TASKS TO PERFORM
a – Answer these questions using the passage on the mobile recording instrument. Mark each answer with the same numeral as its question.
(i) Which three kinds of audio is the audio input 132 configured to capture?
(ii) In one embodiment, what type of port are the video inputs, the accelerometer input and the GPS input?
(iii) What device may serve as the pilot data sensor?
b – From the rows, copy out each line unchanged, starting at the line that contains "Teacher note: locate the shrub" and continuing through the last of the rows. Include that first line, and give nothing else.

— Begin TEXT SEGMENT —

The audio input 132 is configured to capture the plane radio, intercom audio and cockpit audio. It will be appreciated that the audio input 132 may include three separate inputs (e.g., one for each of the plane radio, intercom audio and cockpit audio). In another embodiment, the audio input 132 may include a single input with an adapter to receive multiple audio inputs. The audio data may be used for in-flight real-time information delivery. For example, the data processing device 128 may perform a text to speech conversion process to deliver audio information using the plane intercom system directly to the pilot and/or instructor. This information may include, for example, predefined thresholds (e.g., speed, course, location, etc.), anomalies (e.g., low battery of the data processing device 128, video camera not connected, etc.), confirmation of tagging and/or annotating, and the like.
The accelerometer and GPS inputs 152, 160 enable a 3 D mapping of the actual flight path. The 3 D location (i.e., including altitude) may be captured by the GPS device 164 for mapping the position of the vehicle during the flight.
In one embodiment, the video inputs 136, 144, accelerometer input 152, and GPS input 160 are universal serial bus (USB) ports of the data processing device 128, and the audio input is an audio jack of the data processing device 128.
It will be appreciated that if one or more of the video cameras are 3 D geotagged video cameras then the separate GPS input 164 is not required. Similarly, the data processing device's microphone or a microphone on one or more of the video cameras may record audio data (i.e., no separate audio recording data required) in which case the separate audio input 132 may not be required.
In one embodiment, the mobile recording instrument 104 also has an instrument input (not shown) coupled to the plane's instruments for recording flight performance data and replaying the flight or other activity captured with the mobile recording instrument 104 with the flight performance data.
In one embodiment, the mobile recording instrument 104 also includes a pilot input (not shown) coupled to a pilot data sensor coupled to the pilot. The pilot data sensor may be a heart rate monitor that can be used to gauge the pilot's excitement level, track the pilot's health for legal/insurance issues, and the like.

— End TEXT SEGMENT —
— Begin RAW RECORDS —

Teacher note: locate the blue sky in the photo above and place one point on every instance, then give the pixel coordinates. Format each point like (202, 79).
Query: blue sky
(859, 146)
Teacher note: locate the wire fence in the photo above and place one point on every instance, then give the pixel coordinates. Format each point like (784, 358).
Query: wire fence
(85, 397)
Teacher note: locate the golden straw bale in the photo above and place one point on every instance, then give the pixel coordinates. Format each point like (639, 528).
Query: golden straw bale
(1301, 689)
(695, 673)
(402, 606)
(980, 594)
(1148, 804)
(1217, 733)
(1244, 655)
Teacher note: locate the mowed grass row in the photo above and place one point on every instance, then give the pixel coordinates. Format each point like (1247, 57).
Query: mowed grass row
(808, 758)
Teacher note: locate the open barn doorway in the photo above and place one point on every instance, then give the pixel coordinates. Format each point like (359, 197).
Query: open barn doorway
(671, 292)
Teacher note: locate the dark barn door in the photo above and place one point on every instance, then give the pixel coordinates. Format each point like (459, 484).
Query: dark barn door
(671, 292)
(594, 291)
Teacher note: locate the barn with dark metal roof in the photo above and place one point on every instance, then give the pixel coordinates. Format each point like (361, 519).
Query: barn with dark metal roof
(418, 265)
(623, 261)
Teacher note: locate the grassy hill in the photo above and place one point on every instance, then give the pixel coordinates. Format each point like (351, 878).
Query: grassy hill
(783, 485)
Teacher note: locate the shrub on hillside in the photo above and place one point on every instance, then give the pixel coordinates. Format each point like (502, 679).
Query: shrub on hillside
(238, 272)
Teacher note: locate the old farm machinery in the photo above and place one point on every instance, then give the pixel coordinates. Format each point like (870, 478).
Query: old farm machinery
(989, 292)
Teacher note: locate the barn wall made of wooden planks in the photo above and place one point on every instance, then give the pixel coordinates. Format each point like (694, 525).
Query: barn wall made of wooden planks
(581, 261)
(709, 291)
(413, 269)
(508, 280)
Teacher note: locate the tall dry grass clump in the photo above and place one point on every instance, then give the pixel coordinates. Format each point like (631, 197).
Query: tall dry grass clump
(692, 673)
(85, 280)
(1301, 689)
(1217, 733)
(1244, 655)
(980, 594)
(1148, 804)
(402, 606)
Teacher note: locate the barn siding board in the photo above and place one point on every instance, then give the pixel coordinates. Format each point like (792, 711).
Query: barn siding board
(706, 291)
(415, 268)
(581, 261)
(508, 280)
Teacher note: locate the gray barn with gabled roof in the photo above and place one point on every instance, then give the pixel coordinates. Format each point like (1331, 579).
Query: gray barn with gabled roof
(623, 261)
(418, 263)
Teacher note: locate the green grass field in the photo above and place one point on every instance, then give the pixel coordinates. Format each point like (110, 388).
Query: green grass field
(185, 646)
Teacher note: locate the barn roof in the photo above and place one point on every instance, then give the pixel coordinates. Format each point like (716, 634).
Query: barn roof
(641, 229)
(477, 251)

— End RAW RECORDS —

TASK-BY-TASK SOLUTIONS
a –
(i) Plane radio, intercom audio and cockpit audio.
(ii) Universal serial bus (USB) ports.
(iii) A heart rate monitor.

b –
Teacher note: locate the shrub on hillside in the photo above and place one point on every instance, then give the pixel coordinates. Format each point like (502, 679).
Query: shrub on hillside
(238, 272)
Teacher note: locate the old farm machinery in the photo above and place one point on every instance, then give the pixel coordinates. Format each point like (870, 478).
Query: old farm machinery
(989, 292)
Teacher note: locate the barn wall made of wooden planks in the photo above and place one point on every instance, then give the pixel coordinates. Format each point like (694, 525).
Query: barn wall made of wooden planks
(581, 261)
(709, 291)
(413, 269)
(508, 280)
Teacher note: locate the tall dry grass clump in the photo above and place one point on every instance, then give the pixel coordinates. Format each point like (631, 197).
Query: tall dry grass clump
(692, 673)
(85, 280)
(1301, 689)
(1217, 733)
(1244, 655)
(980, 594)
(1148, 804)
(402, 606)
Teacher note: locate the barn siding board in the photo above and place one point on every instance, then give the pixel coordinates. Format each point like (792, 711).
Query: barn siding board
(706, 291)
(415, 268)
(581, 261)
(508, 280)
Teacher note: locate the gray barn with gabled roof in the photo above and place one point on every instance, then give the pixel coordinates. Format each point like (1331, 579).
Query: gray barn with gabled roof
(623, 261)
(418, 263)
Teacher note: locate the green grass field in the photo above and place one point on every instance, then give the pixel coordinates. Format each point like (110, 388).
Query: green grass field
(185, 646)
Teacher note: locate the barn roof in the photo above and place one point on every instance, then give the pixel coordinates. Format each point like (716, 634).
Query: barn roof
(641, 229)
(477, 251)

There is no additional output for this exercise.